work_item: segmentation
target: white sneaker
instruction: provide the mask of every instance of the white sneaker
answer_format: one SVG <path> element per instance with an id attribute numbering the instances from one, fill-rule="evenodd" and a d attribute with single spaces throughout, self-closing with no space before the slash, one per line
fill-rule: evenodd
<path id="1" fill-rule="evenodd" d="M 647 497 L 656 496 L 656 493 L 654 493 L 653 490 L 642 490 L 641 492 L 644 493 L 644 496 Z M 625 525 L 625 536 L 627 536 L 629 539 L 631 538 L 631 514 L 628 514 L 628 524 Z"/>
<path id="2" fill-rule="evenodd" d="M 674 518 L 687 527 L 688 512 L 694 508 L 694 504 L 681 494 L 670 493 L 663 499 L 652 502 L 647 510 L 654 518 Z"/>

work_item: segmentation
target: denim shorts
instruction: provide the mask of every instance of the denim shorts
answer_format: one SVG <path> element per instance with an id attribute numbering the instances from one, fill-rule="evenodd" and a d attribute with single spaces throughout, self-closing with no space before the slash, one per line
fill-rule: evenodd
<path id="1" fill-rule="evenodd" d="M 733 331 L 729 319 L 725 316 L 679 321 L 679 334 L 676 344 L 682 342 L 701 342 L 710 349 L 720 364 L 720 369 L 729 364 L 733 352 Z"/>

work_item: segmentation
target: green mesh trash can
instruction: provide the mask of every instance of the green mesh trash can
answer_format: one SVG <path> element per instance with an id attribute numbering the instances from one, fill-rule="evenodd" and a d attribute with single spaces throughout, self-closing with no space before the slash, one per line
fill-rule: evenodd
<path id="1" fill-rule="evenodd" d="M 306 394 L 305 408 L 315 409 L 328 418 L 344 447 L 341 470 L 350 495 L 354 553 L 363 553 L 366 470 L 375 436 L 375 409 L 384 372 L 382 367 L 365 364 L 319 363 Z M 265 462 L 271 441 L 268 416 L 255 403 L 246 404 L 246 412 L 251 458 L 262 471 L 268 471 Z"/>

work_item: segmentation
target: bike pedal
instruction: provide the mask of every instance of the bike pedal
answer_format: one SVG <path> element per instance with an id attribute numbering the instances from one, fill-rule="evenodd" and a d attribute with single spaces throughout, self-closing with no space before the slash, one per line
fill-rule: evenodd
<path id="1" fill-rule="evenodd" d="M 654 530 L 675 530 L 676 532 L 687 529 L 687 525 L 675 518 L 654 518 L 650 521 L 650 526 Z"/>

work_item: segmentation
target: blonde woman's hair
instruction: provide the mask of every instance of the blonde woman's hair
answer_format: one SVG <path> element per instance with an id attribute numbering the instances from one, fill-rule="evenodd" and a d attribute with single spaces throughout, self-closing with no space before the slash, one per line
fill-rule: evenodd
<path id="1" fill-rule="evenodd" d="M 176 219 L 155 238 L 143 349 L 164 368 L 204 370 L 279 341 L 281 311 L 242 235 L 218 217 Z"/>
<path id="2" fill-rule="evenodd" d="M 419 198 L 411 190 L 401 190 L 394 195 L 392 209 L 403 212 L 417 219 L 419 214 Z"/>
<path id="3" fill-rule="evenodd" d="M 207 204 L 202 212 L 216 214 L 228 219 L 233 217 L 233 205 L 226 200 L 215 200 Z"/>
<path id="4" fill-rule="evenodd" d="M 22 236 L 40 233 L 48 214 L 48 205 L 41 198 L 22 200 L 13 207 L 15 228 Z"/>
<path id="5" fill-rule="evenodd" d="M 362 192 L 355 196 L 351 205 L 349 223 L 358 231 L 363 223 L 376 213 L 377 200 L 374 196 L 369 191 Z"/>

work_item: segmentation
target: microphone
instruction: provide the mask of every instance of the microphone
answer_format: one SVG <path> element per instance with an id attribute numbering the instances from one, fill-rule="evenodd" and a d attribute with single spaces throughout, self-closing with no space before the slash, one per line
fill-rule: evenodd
---
Copy out all the entries again, replacing "provide the mask" with "trace the outline" everywhere and leaving everything else as it is.

work_item: segmentation
target: white sneaker
instruction: trace the outline of every instance of the white sneaker
answer_format: one SVG <path> element per instance with an id attribute numbering the instances from one, fill-rule="evenodd" and a d attribute with single spaces throughout, self-closing with no space before the slash, one per line
fill-rule: evenodd
<path id="1" fill-rule="evenodd" d="M 647 497 L 656 496 L 656 493 L 654 493 L 653 490 L 642 490 L 641 492 L 644 493 L 644 496 Z M 625 525 L 625 536 L 627 536 L 629 539 L 631 538 L 631 514 L 628 514 L 628 524 Z"/>
<path id="2" fill-rule="evenodd" d="M 674 518 L 687 527 L 688 512 L 694 508 L 694 504 L 681 494 L 670 493 L 663 499 L 652 502 L 647 510 L 654 518 Z"/>

work_item: segmentation
target: denim shorts
instruction: trace the outline of every instance of the denim shorts
answer_format: one SVG <path> element per instance with an id attribute numbering the instances from one, fill-rule="evenodd" and a d attribute with single spaces throughout, self-closing with no space before the slash, one per line
fill-rule: evenodd
<path id="1" fill-rule="evenodd" d="M 733 331 L 729 319 L 725 316 L 679 321 L 679 334 L 676 344 L 682 342 L 701 342 L 710 349 L 720 364 L 720 369 L 729 364 L 733 352 Z"/>

work_item: segmentation
target: green mesh trash can
instruction: trace the outline of every instance of the green mesh trash can
answer_format: one SVG <path> element per instance with an id attribute numbering the instances from one, fill-rule="evenodd" and a d attribute with single spaces throughout, self-closing with no space before the slash, one per line
fill-rule: evenodd
<path id="1" fill-rule="evenodd" d="M 306 394 L 305 408 L 315 409 L 328 418 L 344 447 L 341 470 L 350 495 L 354 553 L 363 553 L 366 470 L 375 436 L 375 409 L 384 372 L 382 367 L 365 364 L 319 363 Z M 265 462 L 271 441 L 268 416 L 255 403 L 246 404 L 246 412 L 251 458 L 262 471 L 268 471 Z"/>

work_item: segmentation
target: bike pedal
instruction: trace the outline of every instance of the bike pedal
answer_format: one SVG <path> element per instance with an id attribute numbering the instances from one, fill-rule="evenodd" and a d attribute with single spaces throughout, self-closing with no space before the slash, one per line
fill-rule: evenodd
<path id="1" fill-rule="evenodd" d="M 654 530 L 675 530 L 676 532 L 687 529 L 687 525 L 675 518 L 654 518 L 650 521 L 650 526 Z"/>

work_item: segmentation
target: blonde woman's hair
instruction: trace the outline of every instance of the blonde woman's hair
answer_format: one SVG <path> element per instance with an id attribute numbering the instances from one, fill-rule="evenodd" and a d attribute with single spaces throughout, self-closing with no space before the slash, one per line
fill-rule: evenodd
<path id="1" fill-rule="evenodd" d="M 176 219 L 155 238 L 143 349 L 164 368 L 204 370 L 279 341 L 281 311 L 242 235 L 218 217 Z"/>
<path id="2" fill-rule="evenodd" d="M 419 198 L 411 190 L 401 190 L 394 195 L 392 209 L 403 212 L 417 219 L 419 214 Z"/>
<path id="3" fill-rule="evenodd" d="M 207 204 L 202 212 L 216 214 L 228 219 L 233 217 L 233 205 L 226 200 L 215 200 Z"/>
<path id="4" fill-rule="evenodd" d="M 22 236 L 40 233 L 48 214 L 48 205 L 41 198 L 22 200 L 13 207 L 15 228 Z"/>
<path id="5" fill-rule="evenodd" d="M 362 192 L 355 196 L 351 205 L 349 223 L 358 231 L 363 223 L 376 213 L 377 200 L 374 196 L 369 191 Z"/>

work_item: segmentation
target: microphone
instruction: trace the outline of every instance of the microphone
answer_format: one SVG <path> element per instance with an id attribute numbering the instances from one, fill-rule="evenodd" and a d attribute with single spaces throughout, self-closing with no space before the slash, one per line
fill-rule: evenodd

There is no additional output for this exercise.